EXTRACT -
Tuesday, August 21, 2012

502. Wild Swans – Jung Chang

History: First published in 1991, Wild Swans contains the biographies of her grandmother and her mother, then finally her own autobiography.
The biggest grossing non-fiction paperback in publishing history, it sold more than 10m copies worldwide and was translated into 30 languages. It wasn't just a popular success appealing mainly to women (as is sometimes sniffily assumed), it was also acclaimed by literary heavyweights such as Martin Amis and JG Ballard.
Published two years after the 1989 demonstrations in Tiananmen Square, Jung Chang's family memoir, following the lives of three generations of women through China's terrible 20th century, arrived at just the right time to satisfy a readership hungry for information about this unknown country. For many in the west, Wild Swans was their first real insight into life under the Chinese Communist party.
The book won two awards: the 1992 NCR Book Award and the 1993 British Book of the Year. The book has been translated into 30 languages and sold over 10 million copies. Wild Swans was first translated into Chinese and published in mainland China in 1997.
Plot: The book starts by relating the biography of Chang's grandmother (Yu-fang). From the age of two, she had bound feet. As the family was relatively poor, her father schemed to have her taken as a concubine to a high-ranking warlord General Xue Zhi-heng, in order to gain status, which was hugely important in terms of quality of life. After a wedding ceremony to the General, who already had a wife and many concubines, the young girl was left alone in a wealthy household with servants, and did not see her "husband" again for six years. Despite her luxurious surroundings, life was tense as she feared the servants and the wife of the General would report rumors or outright lies to him. She was not even allowed to visit her parents home.
After his six year absence, the General made a brief conjugal visit to his concubine, during which a daughter, Chang's mother, was conceived. General did not stay there for long, even to see his daughter but he named his daughter Bao Qin meaning precious zither. During the child's infancy, Chang's grandmother put off persistent requests for her to be brought to the General's main household, until he became very ill and it was no longer a request. Chang's grandmother had no choice but to comply. During her visit to the household, the General was dying. The general had no male heir, and Chang's mother was very important to the family. Realizing that the General's wife would have complete control over her life and her child's, when he would die, Chang's grandmother fled with her baby to her parents' home, sending false word to her husband's family that the child had died. With his last words, the General unexpectedly proclaimed her free at age twenty-four. Eventually she married a much older doctor (Dr. Xia) with whom she and her daughter, Chang's mother, made a home in Jinzhou, Manchuria. She was no more a concubine, but a true, beloved wife.
The book now moves to the story of Chang's mother (Bao Qin/De-hong), who at the age of fifteen, began working for the Communist Party of China and Mao Zedong's Red Army. As the Revolution progressed, her work for the party helped her rise through the ranks. She met the man who would become Chang's father (Wang Yu/Shou-yu), a high-ranking officer. The couple were soon married but Communist Party dictates meant they were not allowed to spend much time together. Eventually, the couple were transferred to Yibin, Chang's father's hometown. It was a long and arduous trek. Chang's mother traveled on foot because of her rank, while her father rode in a Jeep. He was not aware that Chang's mother was pregnant. After arrival at Nanjing, Chang's mother undertook gruelling military training. After the strain of the training coupled with the journey, she suffered a miscarriage. Chang's father swore to never again be inattentive to his wife's needs.

INSTRUCTION A -
Does the post about Wild Swans support each of these statements? For each, answer yes or no and quote the words from the post that decide it. (i) Wild Swans was first published in mainland China in 1991. (ii) Chang's grandmother had bound feet from the age of two. (iii) Chang's mother rode in a Jeep on the trek to Yibin.
The post has no connection to the entries that come after it.

(Recorded data)

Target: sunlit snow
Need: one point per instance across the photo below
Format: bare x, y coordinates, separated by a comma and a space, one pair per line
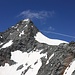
43, 39
22, 33
23, 58
49, 58
26, 20
7, 44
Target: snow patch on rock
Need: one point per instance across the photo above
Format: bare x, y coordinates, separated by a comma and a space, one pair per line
7, 44
43, 39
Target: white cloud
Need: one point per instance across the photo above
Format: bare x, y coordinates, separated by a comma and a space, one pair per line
51, 28
37, 15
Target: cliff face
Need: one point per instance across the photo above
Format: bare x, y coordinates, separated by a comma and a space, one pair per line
26, 51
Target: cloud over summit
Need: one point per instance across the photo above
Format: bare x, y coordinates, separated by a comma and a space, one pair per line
37, 15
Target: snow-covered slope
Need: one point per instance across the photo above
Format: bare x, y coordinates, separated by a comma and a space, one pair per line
26, 51
43, 39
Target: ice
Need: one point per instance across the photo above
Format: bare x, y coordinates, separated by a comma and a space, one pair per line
22, 33
49, 58
23, 58
43, 39
7, 44
69, 70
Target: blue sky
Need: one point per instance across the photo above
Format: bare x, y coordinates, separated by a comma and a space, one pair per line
54, 18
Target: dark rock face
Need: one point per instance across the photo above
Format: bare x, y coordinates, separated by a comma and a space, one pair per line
62, 55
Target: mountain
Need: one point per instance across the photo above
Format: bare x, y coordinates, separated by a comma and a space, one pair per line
24, 50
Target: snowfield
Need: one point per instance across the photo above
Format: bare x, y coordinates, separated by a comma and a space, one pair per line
28, 61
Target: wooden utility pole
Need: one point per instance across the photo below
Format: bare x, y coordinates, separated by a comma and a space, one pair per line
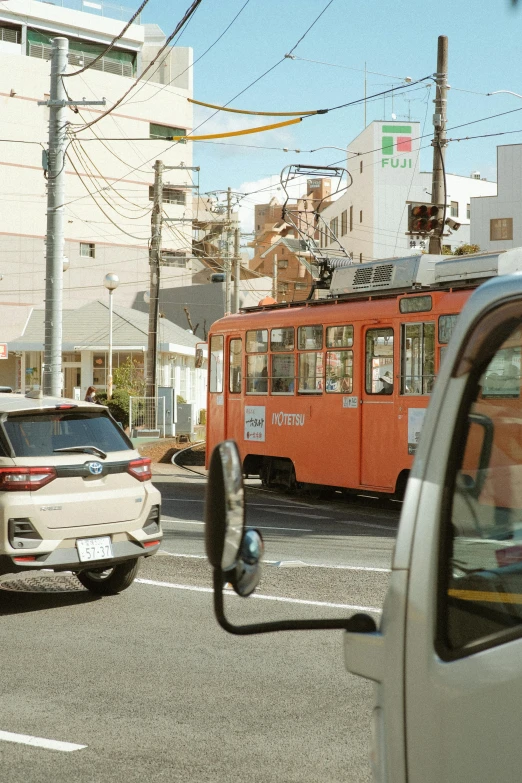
154, 263
438, 188
237, 269
228, 258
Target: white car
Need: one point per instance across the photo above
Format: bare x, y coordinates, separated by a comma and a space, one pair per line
74, 493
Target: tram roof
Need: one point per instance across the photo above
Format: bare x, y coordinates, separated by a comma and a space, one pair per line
410, 274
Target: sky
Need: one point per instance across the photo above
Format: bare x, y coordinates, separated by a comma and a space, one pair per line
395, 40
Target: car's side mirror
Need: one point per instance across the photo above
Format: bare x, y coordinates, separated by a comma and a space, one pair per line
231, 548
235, 551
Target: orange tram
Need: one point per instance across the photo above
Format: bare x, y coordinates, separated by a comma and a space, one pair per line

INSTRUCTION B -
Which lines of the entries contain the word "rock"? Locate each one and copy it out.

EXPECTED ANSWER A -
(i) No: "Wild Swans was first translated into Chinese and published in mainland China in 1997."
(ii) Yes: "From the age of two, she had bound feet."
(iii) No: "Chang's mother traveled on foot because of her rank, while her father rode in a Jeep."

EXPECTED ANSWER B -
Target: snow patch on rock
Target: dark rock face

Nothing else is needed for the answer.